Double Silver (2002)[edit]

During this season, Miller began regularly competing in downhill, making him a five-event skier on the World Cup circuit, although he was still considered a technical specialist. Miller won his first World Cup race on December 29, 2001, taking the giant slalom at Val-d'Isère, and then followed it up the next day with another win in the slalom at Madonna di Campiglio. He would go on to win two more slalom races in January 2002, along with a pair of silver medals at the 2002 Winter Olympics in February, thus establishing himself as the top racer on the U.S. Ski Team.

Miller won his first ever Olympic medal on February 13, in the combined event. He was 15th after the downhill portion losing 2.44 seconds to Kjetil André Aamodt. He then put a remarkable second run of the slalom portion to finish second overall just 0.28 behind Aamodt. Later on Miller won a second silver medal, this time in the giant slalom where he lost only to Stephan Eberharter of Austria. Miller was on a verge of winning medals in all disciplines he had entered at the Olympics, while he was second after first run of the slalom race. At the starting gate before his final run Miller had already a huge advantage of 1.79 seconds over then leading Sébastien Amiez. Instead of having a careful run to secure at least another silver medal, Miller decided to push for a gold. The tactics resulted in a fall and missed gate, which caused him to finish far behind the medal positions.[11]

This was his final season on Fischer skis; he switched to Rossignol following the season's completion.

Becoming a World Cup Champion (2003–2005)[edit]

Miller challenged for the 2003 World Cup overall title but fell just short, finishing second to Stephan Eberharter of Austria. At the 2003 World Championships in St. Moritz, Switzerland, Miller won three medals: gold in giant slalom and combined, and silver in super-G. He also won two other giant slaloms during the season.

In the 2004 season, Miller won World Cup titles in two disciplines: giant slalom and combined, but placed fourth in the competition for the overall title. He won six World Cup races: three giant slaloms, two combineds and one slalom. After the season, Miller switched to Atomic skis.

Study questions:
1. According to the excerpt about Miller's racing career, which brand of skis did Miller switch to after the 2004 season?
2. Write out, word for word, the portion of the excerpt about Miller's racing career that opens with the words containing "Miller challenged for" and closes with "during the season.".

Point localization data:

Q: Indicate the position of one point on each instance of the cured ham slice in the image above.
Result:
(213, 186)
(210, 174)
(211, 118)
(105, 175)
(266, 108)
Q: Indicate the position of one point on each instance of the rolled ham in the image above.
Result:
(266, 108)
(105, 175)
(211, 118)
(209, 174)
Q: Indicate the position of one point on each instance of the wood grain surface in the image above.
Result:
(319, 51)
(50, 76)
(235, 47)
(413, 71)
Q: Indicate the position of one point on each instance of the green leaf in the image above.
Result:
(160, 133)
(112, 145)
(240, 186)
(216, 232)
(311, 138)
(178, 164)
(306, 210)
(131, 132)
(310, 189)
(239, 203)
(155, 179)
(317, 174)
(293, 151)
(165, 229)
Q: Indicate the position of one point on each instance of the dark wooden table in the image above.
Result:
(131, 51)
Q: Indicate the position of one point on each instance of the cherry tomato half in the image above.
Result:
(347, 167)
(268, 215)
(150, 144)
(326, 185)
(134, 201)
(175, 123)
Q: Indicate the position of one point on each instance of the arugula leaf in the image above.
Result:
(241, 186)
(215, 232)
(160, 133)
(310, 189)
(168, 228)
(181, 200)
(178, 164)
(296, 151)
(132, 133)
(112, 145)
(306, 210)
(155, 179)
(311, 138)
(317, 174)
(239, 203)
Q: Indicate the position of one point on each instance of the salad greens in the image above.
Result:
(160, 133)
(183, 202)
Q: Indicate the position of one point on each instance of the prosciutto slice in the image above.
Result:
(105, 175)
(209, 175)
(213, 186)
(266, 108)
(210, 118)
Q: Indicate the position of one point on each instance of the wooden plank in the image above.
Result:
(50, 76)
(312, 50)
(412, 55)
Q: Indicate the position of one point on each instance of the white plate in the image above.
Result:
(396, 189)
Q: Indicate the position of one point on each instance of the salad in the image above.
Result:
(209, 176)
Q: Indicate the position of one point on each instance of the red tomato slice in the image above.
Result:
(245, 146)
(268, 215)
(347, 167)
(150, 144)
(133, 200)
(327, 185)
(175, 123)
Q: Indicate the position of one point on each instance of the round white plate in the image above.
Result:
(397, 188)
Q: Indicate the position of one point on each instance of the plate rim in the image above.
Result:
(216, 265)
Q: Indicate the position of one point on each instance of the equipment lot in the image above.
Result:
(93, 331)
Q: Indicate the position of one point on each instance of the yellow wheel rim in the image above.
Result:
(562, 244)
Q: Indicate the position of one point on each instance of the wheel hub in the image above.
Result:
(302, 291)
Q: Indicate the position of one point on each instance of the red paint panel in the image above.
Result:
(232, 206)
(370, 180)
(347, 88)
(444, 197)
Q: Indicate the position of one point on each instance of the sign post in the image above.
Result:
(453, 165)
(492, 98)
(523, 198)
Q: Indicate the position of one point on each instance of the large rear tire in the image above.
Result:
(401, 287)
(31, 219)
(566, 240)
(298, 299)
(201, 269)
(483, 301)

Answers provided:
1. Atomic skis.

2.
Miller challenged for the 2003 World Cup overall title but fell just short, finishing second to Stephan Eberharter of Austria. At the 2003 World Championships in St. Moritz, Switzerland, Miller won three medals: gold in giant slalom and combined, and silver in super-G. He also won two other giant slaloms during the season.